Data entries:

----------

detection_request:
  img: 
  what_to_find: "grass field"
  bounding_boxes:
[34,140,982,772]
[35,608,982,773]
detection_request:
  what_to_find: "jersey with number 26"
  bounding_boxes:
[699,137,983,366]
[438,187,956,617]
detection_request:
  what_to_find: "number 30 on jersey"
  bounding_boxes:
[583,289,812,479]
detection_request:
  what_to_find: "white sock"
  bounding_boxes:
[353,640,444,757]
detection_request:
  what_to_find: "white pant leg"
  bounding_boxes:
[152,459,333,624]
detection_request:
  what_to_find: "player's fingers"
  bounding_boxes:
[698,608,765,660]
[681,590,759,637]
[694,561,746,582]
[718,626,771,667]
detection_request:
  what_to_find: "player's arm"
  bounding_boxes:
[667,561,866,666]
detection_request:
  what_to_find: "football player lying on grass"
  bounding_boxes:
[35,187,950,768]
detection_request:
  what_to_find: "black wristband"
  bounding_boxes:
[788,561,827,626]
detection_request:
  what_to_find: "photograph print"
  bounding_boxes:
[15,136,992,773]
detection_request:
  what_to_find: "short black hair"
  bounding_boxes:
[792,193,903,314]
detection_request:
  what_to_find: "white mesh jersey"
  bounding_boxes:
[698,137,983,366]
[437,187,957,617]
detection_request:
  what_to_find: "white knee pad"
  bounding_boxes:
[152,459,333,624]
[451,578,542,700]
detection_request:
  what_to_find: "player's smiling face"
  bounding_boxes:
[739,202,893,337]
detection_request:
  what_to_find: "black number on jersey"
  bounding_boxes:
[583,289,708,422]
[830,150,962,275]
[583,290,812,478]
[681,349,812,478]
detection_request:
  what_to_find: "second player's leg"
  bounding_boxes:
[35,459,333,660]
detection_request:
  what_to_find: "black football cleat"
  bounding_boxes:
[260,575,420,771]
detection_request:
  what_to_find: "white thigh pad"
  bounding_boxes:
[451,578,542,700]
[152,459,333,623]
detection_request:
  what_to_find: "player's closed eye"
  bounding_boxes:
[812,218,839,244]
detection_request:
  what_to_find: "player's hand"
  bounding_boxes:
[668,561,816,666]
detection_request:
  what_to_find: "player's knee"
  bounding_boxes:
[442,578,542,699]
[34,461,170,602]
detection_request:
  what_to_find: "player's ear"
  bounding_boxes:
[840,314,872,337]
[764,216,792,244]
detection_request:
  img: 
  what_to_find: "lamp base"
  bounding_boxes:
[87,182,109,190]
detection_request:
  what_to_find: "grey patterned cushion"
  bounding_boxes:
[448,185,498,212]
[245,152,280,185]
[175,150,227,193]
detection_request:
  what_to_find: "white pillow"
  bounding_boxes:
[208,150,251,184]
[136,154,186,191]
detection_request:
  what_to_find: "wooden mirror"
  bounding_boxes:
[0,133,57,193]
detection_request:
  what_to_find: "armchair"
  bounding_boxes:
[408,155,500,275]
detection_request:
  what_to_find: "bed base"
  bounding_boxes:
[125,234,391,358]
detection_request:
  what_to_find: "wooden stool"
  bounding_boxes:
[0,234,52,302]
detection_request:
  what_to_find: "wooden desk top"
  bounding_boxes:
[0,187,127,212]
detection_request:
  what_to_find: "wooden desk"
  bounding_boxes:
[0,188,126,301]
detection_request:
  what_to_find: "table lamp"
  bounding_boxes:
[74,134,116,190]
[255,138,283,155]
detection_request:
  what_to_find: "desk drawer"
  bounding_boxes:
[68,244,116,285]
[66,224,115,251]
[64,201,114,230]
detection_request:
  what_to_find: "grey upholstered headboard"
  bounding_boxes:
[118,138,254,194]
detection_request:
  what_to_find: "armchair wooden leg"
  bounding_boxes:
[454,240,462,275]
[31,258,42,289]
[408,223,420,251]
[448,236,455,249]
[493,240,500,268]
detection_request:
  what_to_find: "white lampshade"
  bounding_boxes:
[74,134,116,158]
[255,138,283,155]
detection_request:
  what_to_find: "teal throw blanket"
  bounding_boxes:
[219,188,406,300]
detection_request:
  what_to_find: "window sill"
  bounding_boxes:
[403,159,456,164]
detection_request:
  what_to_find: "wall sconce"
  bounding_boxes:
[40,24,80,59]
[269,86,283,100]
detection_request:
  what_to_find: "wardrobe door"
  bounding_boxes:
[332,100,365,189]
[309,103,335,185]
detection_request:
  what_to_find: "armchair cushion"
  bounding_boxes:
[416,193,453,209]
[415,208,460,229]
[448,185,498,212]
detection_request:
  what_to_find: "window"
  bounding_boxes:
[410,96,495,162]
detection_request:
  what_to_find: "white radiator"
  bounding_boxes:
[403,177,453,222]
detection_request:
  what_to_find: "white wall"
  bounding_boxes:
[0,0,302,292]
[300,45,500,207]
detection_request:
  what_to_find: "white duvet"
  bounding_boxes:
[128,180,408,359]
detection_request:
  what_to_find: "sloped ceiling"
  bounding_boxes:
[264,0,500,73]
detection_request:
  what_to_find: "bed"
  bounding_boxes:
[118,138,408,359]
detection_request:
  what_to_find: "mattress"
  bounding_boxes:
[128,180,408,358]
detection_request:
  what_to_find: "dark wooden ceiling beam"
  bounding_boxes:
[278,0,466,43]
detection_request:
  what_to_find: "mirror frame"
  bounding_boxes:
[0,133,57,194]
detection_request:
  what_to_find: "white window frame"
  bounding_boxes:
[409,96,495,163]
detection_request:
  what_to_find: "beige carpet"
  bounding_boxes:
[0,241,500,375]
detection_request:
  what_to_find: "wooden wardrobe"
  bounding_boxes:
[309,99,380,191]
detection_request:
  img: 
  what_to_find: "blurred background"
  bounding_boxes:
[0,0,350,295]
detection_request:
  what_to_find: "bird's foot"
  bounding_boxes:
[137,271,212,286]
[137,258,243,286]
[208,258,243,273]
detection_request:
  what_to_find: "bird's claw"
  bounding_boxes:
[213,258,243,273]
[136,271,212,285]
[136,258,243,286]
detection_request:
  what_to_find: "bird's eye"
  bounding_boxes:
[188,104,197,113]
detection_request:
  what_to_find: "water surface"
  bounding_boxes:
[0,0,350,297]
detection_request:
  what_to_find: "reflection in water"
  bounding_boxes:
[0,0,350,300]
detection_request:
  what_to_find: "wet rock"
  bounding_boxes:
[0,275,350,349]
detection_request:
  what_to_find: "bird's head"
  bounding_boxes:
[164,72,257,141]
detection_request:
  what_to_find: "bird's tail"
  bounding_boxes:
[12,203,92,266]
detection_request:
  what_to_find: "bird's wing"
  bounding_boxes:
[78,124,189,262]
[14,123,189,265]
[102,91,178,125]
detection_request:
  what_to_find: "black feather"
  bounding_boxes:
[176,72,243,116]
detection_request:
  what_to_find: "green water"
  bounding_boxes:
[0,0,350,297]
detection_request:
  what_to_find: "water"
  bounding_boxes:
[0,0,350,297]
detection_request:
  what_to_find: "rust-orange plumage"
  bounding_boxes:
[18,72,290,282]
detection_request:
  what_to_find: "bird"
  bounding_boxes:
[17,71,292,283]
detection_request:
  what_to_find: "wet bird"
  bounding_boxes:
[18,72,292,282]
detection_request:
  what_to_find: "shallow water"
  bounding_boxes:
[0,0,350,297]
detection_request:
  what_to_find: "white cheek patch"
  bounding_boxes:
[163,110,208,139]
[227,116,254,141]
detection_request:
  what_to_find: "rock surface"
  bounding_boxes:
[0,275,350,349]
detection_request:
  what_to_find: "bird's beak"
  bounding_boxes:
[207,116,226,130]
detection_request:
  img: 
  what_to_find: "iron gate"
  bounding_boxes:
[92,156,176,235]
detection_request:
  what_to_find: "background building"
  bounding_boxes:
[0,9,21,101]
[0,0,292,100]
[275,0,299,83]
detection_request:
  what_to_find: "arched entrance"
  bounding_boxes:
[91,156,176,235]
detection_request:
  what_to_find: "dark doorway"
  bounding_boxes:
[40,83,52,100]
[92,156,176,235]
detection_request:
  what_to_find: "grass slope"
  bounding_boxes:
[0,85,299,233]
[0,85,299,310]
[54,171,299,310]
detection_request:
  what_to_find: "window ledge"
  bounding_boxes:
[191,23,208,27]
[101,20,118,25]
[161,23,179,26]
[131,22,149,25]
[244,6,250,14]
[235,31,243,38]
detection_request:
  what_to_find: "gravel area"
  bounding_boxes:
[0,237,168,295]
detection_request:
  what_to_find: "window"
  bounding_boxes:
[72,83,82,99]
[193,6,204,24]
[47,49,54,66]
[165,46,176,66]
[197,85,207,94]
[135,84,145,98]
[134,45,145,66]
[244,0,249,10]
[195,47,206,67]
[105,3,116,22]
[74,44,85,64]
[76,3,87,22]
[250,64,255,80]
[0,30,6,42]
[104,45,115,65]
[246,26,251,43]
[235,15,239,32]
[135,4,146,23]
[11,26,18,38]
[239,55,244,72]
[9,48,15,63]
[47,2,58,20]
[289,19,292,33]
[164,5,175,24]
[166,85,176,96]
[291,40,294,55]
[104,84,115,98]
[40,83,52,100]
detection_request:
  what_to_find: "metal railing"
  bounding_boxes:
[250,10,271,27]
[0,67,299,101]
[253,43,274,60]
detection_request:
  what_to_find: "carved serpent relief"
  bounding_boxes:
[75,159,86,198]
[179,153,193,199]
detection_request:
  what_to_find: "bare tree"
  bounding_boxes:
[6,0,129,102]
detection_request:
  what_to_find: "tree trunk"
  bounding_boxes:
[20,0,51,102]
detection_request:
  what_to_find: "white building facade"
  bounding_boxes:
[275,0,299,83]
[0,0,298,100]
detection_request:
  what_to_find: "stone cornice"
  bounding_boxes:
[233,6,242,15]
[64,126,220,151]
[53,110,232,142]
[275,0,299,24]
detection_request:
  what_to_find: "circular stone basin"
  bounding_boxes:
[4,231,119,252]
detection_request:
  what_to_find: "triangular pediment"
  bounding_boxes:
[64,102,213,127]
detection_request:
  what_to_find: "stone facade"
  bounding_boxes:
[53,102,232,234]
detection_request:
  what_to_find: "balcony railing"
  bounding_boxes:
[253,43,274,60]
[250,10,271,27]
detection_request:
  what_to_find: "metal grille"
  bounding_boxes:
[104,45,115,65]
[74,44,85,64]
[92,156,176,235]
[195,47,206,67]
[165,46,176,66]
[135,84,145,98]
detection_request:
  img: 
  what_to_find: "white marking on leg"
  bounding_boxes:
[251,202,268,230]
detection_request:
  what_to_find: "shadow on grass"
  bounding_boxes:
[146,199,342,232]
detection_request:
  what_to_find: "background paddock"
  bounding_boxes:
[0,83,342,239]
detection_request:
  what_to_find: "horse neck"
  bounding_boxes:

----------

Select every line of the records that contains the word "tree".

### Worked solution
  what_to_find: "bare tree"
  what_to_find: "tree trunk"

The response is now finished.